* Start Extract provided *

DARPA funds research on cognitive computing

Feb. 25, 2005
CHERRY HILL, N.J., 24 February 2005. Lockheed Martin initiated a two-year, $6.6-million study contract to develop a Polymorphous Computing Agent Architecture (PCAA) that will perform cognitive tasks for military systems.

CHERRY HILL, N.J., 24 February 2005. Lockheed Martin initiated a two-year, $6.6-million study contract to develop a Polymorphous Computing Agent Architecture (PCAA) that will perform cognitive tasks for military systems.

Sponsored by the Defense Advanced Research Projects Agency (DARPA) through the Air Force Research Laboratory, PCAA will enable computers to leap ahead of traditional information-processing capabilities used to perform cognitive tasks, such as deduction, reasoning, and learning. The contract was awarded September 2004.

* End Extract provided *

> _Exercise tasks_
1. Reproduce the part of the DARPA news item that begins with the words containing "DARPA funds research" and ends with "awarded September 2004.".
2. Rewrite the records from the line containing "shadowed leaf area." through the end of the records as a two-column CSV with the headers "request" and "answer". Use one row per request, and put each value in a single quoted field with line breaks replaced by spaces.

* Start Data shown *

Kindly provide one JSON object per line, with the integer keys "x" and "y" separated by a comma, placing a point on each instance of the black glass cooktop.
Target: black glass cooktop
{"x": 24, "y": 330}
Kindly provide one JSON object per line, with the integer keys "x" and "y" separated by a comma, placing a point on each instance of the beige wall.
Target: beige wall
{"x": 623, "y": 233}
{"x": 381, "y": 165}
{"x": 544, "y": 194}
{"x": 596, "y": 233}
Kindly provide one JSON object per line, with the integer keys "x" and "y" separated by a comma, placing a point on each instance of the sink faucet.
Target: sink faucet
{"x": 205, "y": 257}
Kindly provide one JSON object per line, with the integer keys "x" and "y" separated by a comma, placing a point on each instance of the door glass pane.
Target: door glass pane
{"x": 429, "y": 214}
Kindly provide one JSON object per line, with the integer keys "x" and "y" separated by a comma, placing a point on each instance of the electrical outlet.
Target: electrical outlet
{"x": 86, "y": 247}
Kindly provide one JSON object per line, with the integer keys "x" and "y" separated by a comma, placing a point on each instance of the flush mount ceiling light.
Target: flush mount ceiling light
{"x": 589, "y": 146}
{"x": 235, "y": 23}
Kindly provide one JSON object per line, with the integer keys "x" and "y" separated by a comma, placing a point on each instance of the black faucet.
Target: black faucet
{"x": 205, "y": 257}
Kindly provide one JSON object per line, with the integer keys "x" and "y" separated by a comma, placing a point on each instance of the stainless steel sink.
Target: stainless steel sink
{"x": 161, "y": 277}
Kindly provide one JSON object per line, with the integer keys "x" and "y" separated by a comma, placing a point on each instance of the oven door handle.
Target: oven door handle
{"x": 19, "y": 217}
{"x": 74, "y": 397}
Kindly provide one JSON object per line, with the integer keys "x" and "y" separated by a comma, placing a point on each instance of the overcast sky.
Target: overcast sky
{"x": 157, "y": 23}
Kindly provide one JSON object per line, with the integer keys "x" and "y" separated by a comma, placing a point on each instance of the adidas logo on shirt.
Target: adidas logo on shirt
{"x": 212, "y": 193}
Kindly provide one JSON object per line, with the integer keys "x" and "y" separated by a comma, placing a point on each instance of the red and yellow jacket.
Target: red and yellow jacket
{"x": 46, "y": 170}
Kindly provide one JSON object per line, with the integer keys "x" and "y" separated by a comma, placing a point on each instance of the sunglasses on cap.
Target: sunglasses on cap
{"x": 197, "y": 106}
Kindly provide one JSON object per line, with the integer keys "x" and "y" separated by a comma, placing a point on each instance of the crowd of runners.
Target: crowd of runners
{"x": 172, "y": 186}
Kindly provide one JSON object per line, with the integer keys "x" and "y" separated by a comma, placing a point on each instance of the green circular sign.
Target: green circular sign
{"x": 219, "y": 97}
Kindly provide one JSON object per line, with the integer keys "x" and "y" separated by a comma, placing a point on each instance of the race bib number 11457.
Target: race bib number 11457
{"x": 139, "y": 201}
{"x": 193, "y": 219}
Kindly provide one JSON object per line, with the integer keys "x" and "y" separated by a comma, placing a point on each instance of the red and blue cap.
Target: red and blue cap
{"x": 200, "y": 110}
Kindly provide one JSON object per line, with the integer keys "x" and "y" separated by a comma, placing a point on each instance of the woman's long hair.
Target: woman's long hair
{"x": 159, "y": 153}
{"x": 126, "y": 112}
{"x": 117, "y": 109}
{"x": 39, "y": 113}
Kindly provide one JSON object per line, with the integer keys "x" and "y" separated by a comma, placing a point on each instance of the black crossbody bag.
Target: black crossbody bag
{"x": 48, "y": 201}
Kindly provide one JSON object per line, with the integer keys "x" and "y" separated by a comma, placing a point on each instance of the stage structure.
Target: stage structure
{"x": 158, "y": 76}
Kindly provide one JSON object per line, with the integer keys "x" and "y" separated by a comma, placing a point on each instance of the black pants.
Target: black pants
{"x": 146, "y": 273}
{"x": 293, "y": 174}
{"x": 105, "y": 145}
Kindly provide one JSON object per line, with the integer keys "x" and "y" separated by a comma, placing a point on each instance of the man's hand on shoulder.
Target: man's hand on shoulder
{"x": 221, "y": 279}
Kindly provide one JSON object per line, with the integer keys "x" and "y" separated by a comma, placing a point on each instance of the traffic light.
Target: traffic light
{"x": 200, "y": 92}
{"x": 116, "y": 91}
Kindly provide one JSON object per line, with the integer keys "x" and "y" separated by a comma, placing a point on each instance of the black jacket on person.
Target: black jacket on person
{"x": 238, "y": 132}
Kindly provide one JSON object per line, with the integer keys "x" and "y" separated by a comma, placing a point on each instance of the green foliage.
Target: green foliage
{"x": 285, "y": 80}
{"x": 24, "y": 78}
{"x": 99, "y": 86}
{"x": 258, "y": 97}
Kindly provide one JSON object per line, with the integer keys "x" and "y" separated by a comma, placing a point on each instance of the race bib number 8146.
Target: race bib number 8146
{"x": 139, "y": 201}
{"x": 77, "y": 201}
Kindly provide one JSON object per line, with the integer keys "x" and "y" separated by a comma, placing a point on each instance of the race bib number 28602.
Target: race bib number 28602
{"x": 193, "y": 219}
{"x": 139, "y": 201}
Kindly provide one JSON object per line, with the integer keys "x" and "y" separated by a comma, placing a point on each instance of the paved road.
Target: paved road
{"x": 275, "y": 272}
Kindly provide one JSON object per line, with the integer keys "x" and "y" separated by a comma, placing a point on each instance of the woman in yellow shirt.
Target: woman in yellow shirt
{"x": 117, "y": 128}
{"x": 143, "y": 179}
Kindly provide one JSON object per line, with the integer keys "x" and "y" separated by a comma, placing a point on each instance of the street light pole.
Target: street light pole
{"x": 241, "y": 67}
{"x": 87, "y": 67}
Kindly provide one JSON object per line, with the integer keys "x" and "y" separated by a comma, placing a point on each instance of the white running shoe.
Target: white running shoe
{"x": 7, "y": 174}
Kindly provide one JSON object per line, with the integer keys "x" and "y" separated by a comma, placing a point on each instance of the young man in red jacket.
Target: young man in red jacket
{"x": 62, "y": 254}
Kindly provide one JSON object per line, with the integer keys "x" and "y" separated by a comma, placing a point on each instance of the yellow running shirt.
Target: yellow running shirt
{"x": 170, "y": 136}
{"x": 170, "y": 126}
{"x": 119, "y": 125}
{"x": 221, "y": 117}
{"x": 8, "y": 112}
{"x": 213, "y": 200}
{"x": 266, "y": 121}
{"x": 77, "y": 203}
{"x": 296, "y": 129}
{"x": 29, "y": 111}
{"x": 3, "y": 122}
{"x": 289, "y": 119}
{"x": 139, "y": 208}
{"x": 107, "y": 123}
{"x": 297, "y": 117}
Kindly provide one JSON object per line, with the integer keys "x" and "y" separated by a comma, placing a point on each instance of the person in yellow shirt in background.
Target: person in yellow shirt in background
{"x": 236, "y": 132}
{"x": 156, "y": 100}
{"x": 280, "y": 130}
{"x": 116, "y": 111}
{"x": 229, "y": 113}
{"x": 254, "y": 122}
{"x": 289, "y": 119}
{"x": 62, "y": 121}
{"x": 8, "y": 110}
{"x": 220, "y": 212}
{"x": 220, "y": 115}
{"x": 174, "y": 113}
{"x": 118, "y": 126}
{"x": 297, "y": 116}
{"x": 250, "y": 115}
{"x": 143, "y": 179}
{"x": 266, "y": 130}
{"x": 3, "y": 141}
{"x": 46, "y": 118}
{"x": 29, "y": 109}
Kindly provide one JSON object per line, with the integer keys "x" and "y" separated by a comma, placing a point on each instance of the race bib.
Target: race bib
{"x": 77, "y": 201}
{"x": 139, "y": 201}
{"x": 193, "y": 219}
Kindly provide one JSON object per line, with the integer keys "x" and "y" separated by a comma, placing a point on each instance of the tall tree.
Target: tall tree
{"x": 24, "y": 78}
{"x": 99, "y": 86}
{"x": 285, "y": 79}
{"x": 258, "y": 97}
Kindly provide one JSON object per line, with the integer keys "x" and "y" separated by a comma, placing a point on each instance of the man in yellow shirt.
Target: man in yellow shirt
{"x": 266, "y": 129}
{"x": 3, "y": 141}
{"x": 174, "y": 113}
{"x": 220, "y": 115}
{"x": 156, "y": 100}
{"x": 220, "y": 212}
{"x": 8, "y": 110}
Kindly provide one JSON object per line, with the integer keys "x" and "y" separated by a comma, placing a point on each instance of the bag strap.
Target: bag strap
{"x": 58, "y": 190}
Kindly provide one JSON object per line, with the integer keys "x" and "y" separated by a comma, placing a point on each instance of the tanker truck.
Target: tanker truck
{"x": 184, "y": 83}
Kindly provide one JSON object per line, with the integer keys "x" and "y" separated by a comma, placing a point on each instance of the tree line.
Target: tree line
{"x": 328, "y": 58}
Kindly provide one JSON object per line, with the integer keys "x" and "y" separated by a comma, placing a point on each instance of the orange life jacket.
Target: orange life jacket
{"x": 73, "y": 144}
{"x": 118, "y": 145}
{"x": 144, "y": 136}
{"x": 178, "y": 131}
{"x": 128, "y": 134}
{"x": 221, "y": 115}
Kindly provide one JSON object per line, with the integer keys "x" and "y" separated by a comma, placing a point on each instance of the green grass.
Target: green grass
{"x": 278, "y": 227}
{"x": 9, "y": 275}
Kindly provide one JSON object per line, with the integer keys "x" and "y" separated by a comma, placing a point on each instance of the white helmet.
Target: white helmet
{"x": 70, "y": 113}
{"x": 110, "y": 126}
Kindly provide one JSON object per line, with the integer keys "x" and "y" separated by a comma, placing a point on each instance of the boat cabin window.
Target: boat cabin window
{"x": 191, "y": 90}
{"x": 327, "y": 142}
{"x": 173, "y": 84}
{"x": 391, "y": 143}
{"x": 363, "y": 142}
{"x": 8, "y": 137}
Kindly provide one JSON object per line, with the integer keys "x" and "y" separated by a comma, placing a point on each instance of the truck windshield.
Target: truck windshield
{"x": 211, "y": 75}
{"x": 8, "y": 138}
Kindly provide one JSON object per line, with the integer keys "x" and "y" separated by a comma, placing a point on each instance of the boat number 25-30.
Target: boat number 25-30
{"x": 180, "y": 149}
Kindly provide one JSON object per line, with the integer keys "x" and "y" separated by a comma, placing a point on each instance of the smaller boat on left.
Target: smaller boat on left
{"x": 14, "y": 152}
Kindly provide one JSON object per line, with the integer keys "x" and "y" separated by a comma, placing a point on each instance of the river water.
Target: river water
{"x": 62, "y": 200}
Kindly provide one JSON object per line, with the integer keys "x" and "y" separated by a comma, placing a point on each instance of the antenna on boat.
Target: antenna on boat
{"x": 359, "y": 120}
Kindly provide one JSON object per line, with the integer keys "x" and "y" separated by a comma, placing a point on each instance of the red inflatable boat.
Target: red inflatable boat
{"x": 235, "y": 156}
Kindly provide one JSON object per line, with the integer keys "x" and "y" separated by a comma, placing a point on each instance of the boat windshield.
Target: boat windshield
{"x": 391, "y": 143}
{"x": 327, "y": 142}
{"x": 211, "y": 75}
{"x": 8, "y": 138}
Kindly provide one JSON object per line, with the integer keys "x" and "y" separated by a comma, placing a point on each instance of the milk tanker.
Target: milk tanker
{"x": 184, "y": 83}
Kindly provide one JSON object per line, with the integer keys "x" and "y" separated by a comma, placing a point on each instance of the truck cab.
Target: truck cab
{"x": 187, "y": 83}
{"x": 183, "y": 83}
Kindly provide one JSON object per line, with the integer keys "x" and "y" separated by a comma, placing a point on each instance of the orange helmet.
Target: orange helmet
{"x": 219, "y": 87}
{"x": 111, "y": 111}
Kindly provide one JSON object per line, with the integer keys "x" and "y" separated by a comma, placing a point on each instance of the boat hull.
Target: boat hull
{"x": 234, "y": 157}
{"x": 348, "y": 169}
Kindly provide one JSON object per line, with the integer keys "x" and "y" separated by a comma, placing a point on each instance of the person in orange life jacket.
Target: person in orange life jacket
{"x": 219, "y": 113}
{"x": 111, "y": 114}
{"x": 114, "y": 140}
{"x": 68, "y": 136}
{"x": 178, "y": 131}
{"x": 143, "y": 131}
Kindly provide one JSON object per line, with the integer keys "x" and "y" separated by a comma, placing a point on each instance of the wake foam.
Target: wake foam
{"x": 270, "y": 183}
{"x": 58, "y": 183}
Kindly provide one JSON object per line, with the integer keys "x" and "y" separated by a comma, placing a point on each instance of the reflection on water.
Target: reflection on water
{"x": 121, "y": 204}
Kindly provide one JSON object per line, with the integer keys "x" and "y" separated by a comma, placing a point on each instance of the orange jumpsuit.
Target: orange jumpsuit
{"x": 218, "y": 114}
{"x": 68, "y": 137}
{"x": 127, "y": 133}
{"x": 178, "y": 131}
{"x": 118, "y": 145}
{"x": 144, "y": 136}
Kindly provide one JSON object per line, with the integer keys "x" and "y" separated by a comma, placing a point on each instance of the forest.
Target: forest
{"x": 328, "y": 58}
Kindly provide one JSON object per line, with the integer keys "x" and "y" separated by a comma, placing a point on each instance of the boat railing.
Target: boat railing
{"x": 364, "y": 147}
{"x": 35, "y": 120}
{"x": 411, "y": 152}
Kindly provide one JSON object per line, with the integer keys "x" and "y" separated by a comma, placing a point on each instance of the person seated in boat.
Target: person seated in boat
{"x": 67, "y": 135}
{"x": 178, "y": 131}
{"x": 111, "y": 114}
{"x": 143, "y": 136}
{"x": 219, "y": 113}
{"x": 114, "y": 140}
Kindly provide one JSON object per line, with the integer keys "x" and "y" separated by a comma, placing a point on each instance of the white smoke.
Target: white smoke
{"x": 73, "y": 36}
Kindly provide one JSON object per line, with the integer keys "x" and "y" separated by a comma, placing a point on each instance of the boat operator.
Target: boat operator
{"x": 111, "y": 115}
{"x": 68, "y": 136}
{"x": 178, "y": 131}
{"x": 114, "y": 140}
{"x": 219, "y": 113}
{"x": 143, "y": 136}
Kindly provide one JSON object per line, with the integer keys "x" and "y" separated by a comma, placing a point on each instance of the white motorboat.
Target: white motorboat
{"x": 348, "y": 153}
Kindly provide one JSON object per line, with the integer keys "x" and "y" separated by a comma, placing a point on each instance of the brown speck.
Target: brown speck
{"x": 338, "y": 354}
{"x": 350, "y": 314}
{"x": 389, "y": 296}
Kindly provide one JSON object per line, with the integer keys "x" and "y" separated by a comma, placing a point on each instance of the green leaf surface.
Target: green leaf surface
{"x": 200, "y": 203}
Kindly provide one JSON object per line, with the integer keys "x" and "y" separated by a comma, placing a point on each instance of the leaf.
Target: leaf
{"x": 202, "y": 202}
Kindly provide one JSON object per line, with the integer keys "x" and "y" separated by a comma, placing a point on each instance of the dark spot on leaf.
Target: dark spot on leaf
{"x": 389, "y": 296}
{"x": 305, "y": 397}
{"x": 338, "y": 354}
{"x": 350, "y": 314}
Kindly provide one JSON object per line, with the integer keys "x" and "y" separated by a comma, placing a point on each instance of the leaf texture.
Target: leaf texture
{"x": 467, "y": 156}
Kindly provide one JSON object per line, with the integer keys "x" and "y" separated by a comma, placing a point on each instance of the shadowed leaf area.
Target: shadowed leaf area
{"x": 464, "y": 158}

* End Data shown *

> _Answers in order_
1.
DARPA funds research on cognitive computing

Feb. 25, 2005
CHERRY HILL, N.J., 24 February 2005. Lockheed Martin initiated a two-year, $6.6-million study contract to develop a Polymorphous Computing Agent Architecture (PCAA) that will perform cognitive tasks for military systems.

CHERRY HILL, N.J., 24 February 2005. Lockheed Martin initiated a two-year, $6.6-million study contract to develop a Polymorphous Computing Agent Architecture (PCAA) that will perform cognitive tasks for military systems.

Sponsored by the Defense Advanced Research Projects Agency (DARPA) through the Air Force Research Laboratory, PCAA will enable computers to leap ahead of traditional information-processing capabilities used to perform cognitive tasks, such as deduction, reasoning, and learning. The contract was awarded September 2004.

2.
request,answer
"Kindly provide one JSON object per line, with the integer keys ""x"" and ""y"" separated by a comma, placing a point on each instance of the shadowed leaf area. Target: shadowed leaf area","{""x"": 464, ""y"": 158}"